- _Activity_
Please copy out each line of the listing that contains the word "knuckle".

- _Given information_
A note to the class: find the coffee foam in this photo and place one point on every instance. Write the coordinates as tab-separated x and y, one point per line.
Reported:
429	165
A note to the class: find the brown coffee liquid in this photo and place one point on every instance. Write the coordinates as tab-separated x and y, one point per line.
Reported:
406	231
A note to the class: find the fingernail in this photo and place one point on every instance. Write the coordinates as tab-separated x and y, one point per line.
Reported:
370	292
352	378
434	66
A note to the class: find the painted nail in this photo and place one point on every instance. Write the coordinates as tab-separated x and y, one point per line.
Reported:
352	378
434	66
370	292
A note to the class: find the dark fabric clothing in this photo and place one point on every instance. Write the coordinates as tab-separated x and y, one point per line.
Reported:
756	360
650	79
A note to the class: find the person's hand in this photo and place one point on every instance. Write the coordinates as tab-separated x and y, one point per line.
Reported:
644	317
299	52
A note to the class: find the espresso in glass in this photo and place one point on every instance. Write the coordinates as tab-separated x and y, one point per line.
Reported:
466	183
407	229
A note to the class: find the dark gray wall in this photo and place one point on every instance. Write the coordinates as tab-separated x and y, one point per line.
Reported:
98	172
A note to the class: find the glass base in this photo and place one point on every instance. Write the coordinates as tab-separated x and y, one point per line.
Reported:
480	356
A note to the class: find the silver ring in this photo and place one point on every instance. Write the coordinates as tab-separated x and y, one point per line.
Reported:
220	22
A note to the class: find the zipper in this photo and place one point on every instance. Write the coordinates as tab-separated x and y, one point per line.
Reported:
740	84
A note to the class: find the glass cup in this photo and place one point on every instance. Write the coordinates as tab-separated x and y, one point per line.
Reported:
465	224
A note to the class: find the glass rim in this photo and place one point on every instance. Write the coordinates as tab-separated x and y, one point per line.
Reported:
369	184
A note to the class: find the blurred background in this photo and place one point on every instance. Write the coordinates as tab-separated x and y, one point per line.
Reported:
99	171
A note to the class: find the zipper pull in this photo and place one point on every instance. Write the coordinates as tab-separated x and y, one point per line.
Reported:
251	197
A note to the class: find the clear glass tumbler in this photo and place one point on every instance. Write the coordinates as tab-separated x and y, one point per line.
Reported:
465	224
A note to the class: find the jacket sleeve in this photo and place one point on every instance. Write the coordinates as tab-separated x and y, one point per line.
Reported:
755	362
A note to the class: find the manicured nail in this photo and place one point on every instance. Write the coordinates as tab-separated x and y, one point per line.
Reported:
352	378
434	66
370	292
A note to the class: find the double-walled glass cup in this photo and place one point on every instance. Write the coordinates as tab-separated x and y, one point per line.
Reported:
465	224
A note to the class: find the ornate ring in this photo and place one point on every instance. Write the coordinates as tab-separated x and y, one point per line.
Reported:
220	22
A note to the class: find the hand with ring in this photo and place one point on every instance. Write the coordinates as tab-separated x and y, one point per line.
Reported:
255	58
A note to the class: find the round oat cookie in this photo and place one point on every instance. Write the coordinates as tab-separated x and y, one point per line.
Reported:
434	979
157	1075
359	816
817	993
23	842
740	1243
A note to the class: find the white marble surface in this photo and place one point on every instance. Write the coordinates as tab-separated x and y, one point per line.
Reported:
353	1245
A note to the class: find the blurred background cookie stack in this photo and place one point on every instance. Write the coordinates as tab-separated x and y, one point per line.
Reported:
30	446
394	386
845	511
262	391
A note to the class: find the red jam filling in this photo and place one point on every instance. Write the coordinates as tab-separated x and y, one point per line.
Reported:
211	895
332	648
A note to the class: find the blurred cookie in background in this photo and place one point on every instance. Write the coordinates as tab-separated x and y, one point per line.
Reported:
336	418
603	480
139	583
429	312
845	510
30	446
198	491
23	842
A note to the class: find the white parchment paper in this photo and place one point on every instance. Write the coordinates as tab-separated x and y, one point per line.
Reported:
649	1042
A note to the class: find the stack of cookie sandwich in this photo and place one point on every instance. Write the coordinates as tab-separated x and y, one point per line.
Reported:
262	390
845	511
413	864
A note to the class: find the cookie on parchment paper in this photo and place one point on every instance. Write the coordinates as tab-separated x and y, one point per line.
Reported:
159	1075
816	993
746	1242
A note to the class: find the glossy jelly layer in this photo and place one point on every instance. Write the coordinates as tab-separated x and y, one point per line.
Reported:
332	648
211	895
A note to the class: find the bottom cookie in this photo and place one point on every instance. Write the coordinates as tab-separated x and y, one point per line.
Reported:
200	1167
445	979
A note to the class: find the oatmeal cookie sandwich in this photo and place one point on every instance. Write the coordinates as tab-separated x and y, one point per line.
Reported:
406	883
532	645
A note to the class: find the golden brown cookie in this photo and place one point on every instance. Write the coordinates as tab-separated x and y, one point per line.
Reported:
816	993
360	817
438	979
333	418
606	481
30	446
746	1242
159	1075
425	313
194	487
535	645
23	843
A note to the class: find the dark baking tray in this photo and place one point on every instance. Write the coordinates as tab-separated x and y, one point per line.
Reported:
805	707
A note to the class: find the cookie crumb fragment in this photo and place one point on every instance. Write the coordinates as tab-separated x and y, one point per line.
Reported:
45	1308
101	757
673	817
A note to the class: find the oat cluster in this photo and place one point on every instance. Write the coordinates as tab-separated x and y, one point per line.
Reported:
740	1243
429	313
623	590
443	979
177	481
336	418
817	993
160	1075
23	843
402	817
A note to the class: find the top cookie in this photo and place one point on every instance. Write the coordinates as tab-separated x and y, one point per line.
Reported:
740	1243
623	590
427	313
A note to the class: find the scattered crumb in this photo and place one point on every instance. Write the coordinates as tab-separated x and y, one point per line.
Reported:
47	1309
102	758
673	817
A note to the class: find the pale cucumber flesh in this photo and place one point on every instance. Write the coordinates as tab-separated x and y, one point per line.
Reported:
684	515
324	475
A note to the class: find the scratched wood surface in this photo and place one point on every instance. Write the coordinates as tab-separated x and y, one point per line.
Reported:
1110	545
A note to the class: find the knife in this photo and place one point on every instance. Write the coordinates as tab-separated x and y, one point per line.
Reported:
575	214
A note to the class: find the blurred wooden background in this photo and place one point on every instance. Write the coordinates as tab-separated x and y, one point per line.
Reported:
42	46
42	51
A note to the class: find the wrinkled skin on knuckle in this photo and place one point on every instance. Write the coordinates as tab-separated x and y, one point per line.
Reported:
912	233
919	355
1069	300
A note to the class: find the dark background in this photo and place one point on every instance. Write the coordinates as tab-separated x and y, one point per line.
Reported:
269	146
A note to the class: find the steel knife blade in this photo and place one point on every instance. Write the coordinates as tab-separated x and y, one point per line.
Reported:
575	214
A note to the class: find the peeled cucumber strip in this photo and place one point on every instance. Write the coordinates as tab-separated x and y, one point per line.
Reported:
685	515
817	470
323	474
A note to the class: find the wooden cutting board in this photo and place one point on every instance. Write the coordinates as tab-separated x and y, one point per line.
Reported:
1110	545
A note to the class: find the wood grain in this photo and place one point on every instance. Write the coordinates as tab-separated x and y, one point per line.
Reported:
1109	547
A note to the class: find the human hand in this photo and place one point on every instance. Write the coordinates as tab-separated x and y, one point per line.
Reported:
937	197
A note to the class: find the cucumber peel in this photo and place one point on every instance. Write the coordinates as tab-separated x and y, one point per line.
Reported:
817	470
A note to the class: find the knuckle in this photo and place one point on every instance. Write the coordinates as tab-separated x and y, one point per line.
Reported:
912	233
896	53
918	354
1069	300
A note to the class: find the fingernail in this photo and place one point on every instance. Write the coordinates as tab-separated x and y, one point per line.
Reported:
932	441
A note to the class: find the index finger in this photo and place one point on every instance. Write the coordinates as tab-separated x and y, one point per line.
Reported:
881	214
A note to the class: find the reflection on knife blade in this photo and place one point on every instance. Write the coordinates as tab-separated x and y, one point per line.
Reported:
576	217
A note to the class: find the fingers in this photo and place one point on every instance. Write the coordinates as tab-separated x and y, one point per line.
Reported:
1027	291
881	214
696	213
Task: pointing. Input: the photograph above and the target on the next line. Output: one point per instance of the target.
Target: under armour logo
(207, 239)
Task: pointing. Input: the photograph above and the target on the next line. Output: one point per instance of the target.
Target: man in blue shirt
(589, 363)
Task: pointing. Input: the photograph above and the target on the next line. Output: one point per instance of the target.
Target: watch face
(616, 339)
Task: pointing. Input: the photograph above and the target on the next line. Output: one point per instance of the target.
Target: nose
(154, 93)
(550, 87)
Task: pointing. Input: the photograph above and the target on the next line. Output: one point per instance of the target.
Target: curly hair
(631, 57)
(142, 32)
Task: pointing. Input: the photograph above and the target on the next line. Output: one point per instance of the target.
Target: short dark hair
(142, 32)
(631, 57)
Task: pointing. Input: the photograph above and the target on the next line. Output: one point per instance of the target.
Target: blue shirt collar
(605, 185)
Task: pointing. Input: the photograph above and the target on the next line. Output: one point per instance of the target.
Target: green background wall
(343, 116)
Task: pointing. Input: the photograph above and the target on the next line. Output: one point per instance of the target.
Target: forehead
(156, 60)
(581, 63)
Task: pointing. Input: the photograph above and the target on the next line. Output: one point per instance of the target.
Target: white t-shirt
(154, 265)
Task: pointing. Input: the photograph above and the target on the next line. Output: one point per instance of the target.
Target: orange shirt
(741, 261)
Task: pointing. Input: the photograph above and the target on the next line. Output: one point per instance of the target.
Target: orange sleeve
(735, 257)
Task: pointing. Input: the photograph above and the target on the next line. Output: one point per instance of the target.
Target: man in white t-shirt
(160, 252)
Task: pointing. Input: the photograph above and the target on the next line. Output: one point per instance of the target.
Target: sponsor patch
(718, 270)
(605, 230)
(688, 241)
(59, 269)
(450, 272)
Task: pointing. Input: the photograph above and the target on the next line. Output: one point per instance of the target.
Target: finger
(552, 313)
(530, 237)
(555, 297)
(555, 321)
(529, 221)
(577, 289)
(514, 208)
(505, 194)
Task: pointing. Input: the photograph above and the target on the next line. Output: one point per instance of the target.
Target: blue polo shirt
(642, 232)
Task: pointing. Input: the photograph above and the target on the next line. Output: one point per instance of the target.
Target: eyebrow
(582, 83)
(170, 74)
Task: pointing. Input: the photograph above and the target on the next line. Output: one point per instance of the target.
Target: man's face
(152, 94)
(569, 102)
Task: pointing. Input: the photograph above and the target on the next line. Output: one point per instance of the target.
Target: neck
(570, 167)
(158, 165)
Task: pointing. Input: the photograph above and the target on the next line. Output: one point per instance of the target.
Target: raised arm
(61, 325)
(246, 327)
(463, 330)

- _Solved problem_
A note to the class: find the wrinkled skin on knuckle in this photo and place one point on every instance. Write the coordinates as tab-separated x and y, one point per line.
A note to the class: find the knuckle in this photo and place one point on every instance. Write the coordinates as tab-separated x and y, one point per line.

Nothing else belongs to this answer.